»»
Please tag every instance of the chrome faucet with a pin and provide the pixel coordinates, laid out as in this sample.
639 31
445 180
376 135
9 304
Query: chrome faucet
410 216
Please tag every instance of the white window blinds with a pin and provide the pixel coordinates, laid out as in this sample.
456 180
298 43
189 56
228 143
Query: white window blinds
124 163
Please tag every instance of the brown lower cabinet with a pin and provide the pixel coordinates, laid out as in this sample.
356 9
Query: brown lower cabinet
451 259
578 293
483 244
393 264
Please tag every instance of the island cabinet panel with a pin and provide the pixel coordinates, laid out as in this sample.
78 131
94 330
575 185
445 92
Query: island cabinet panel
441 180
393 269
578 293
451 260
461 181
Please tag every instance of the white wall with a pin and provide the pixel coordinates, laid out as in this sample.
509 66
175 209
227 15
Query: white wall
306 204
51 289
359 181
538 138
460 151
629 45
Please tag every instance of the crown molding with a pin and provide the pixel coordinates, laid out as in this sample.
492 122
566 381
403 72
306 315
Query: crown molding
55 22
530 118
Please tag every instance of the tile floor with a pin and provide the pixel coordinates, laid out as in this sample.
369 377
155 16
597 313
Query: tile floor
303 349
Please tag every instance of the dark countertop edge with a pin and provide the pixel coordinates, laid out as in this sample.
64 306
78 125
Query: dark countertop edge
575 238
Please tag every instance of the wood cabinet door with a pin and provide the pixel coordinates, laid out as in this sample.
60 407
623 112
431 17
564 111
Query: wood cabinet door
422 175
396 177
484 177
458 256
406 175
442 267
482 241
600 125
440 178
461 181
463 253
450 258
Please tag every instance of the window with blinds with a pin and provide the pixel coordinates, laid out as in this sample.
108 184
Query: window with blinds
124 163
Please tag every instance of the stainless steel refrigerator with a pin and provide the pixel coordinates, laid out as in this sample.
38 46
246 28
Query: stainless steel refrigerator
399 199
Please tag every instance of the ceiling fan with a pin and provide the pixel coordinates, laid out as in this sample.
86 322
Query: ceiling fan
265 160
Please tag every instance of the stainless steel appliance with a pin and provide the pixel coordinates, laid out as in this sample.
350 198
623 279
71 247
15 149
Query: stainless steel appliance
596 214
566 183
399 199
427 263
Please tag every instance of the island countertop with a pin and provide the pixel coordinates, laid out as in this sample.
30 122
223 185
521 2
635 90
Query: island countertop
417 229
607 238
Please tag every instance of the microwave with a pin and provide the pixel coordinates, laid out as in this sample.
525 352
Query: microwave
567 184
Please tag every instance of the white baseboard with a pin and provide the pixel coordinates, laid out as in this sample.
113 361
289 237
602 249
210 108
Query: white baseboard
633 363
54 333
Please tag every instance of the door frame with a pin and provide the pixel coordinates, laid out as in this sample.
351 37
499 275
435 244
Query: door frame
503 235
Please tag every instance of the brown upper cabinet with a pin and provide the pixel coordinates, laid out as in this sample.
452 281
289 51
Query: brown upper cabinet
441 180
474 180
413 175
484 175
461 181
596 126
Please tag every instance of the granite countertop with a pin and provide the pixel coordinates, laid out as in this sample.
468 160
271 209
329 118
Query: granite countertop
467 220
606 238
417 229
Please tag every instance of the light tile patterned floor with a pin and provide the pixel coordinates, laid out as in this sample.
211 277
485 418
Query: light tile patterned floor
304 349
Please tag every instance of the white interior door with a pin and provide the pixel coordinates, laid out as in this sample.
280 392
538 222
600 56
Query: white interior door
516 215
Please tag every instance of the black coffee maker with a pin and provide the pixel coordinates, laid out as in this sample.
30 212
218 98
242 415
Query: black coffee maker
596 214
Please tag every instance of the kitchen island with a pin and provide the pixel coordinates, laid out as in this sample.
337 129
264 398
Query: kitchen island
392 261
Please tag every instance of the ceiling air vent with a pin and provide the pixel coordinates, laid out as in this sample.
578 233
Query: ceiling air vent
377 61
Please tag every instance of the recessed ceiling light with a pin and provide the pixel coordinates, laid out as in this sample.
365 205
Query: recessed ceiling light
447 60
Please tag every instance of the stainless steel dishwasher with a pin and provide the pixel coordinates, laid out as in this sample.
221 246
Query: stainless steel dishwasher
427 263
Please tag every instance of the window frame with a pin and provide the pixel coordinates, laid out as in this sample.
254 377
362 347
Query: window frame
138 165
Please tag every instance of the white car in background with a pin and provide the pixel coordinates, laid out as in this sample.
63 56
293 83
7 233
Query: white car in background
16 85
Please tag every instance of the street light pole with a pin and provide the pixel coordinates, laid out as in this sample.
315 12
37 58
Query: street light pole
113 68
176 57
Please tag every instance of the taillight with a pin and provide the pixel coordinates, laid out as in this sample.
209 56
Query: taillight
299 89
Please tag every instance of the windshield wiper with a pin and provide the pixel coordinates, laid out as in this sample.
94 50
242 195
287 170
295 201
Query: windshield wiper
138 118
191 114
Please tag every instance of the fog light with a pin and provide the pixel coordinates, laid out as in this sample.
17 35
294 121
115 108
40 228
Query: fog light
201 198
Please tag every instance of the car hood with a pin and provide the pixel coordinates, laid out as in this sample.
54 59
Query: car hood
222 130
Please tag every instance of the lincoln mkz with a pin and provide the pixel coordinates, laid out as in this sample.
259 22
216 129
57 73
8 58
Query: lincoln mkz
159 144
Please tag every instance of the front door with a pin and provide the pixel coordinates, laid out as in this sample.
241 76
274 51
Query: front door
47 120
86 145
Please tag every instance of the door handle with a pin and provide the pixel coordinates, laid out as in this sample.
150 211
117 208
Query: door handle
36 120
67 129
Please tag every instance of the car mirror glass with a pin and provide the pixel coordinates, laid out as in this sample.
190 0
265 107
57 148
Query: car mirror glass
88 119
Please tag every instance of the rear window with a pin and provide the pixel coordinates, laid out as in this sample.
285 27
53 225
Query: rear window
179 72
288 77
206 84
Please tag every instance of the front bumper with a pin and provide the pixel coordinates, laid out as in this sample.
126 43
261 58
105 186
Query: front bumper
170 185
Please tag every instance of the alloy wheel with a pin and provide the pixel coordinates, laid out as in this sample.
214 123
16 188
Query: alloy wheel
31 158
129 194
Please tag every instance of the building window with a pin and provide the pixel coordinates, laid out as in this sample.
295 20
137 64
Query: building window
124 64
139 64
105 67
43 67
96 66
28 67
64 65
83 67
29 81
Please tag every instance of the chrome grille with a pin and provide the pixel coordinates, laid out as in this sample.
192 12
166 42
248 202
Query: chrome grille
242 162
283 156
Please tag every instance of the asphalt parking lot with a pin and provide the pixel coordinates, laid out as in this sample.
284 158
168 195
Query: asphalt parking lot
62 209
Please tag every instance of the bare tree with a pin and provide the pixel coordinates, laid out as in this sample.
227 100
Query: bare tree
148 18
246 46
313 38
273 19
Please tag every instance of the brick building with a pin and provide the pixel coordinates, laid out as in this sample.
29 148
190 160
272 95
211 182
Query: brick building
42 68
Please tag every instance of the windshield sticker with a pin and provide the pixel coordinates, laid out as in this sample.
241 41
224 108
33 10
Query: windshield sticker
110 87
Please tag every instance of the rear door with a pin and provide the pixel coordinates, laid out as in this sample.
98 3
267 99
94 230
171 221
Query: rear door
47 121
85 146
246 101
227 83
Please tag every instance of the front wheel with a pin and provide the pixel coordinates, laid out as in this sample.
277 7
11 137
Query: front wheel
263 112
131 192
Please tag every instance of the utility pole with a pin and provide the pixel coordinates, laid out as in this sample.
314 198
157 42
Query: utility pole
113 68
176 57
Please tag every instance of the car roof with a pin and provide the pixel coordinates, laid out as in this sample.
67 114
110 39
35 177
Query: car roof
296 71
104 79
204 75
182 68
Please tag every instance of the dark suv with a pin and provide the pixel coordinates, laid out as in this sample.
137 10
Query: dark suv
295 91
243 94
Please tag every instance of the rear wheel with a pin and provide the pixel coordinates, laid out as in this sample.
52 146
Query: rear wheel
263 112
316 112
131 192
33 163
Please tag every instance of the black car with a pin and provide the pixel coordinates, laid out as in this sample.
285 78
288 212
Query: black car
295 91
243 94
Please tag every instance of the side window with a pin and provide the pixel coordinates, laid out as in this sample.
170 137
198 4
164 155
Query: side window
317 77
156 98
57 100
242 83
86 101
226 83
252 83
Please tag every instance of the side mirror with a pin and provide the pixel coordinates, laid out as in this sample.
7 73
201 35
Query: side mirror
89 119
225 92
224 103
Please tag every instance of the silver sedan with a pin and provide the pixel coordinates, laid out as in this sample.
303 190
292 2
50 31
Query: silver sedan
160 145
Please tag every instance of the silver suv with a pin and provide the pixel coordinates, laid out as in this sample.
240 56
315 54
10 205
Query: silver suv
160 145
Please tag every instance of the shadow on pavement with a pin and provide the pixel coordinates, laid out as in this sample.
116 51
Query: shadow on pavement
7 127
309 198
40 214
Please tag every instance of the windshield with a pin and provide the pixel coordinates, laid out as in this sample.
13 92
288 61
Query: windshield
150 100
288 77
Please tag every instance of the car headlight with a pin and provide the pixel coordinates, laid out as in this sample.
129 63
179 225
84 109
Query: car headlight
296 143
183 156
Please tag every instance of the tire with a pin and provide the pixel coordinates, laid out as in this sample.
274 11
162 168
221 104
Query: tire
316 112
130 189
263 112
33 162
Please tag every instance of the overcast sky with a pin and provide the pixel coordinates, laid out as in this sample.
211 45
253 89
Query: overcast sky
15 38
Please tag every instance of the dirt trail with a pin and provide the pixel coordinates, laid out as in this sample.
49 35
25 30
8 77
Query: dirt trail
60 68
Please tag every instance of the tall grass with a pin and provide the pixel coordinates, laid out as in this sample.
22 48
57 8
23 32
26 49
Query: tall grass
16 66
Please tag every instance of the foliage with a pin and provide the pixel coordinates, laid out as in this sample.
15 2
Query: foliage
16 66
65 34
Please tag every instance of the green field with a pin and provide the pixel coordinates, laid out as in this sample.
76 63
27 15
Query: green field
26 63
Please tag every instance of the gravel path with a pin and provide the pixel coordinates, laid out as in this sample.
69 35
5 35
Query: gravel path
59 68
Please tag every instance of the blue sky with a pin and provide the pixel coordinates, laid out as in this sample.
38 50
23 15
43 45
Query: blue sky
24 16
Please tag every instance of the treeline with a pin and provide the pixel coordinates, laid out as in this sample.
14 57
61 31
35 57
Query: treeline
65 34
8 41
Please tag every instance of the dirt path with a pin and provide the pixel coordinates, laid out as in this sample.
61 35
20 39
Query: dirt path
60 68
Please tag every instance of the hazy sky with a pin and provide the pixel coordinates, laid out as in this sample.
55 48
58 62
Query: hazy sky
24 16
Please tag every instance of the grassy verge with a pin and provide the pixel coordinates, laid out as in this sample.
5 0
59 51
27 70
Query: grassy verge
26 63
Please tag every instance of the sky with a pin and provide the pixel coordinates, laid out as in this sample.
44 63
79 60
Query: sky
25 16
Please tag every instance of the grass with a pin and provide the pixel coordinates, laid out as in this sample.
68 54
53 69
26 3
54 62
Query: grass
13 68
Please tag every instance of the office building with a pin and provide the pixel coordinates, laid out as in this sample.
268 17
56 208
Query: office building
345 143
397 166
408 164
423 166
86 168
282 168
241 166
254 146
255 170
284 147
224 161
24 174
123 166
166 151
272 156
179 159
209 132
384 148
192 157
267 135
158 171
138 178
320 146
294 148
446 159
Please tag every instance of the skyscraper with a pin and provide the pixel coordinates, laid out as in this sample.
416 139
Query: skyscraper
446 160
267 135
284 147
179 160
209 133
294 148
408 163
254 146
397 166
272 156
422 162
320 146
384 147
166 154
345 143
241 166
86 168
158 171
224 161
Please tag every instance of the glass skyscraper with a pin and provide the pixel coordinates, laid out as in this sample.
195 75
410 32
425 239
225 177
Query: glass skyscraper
««
■ **Work to be completed**: Give back exactly the lines beginning at the one with "Please tag every instance of the dirt path" and ending at the final line of the material; both boundary lines belong in it.

■ **Response below**:
Please tag every instance of the dirt path with a pin and provide the pixel coordinates, laid out as in this sample.
61 35
20 39
Query: dirt path
60 68
Please tag every instance of the hazy sky with a pin and provide the pixel coordinates, laid out as in this sample.
55 48
58 62
Query: hazy sky
24 16
Please tag every instance of the grassy verge with a pin and provide the pixel coordinates, laid out as in this sample.
5 0
59 51
27 70
Query: grassy verge
26 63
Please tag every instance of the sky with a pin and provide the pixel coordinates, laid out as in this sample.
44 63
79 60
Query: sky
25 16
Please tag every instance of the grass with a pin and provide the pixel coordinates, laid out as in this sample.
68 54
53 69
26 3
54 62
Query: grass
13 68
Please tag every instance of the office building with a pin and provide the pixel coordinates, laid out as in this sample.
268 17
56 208
Query: office building
345 143
397 166
408 164
423 166
86 168
282 168
241 166
254 146
255 170
284 147
224 161
24 174
123 166
166 151
272 156
179 159
209 132
384 148
192 157
267 135
158 171
138 178
320 146
294 148
446 159
Please tag every instance of the skyscraper with a pin and provide the pixel coordinates, laid out as in this sample.
416 139
Query: skyscraper
446 160
267 135
284 147
179 160
209 133
294 148
408 163
254 146
397 166
272 156
422 162
320 146
384 147
166 154
345 143
241 166
86 168
158 171
224 161
Please tag every instance of the glass skyscraper with a pin and provide the pixel coordinates, laid out as in this sample.
195 75
410 32
425 239
225 177
Query: glass skyscraper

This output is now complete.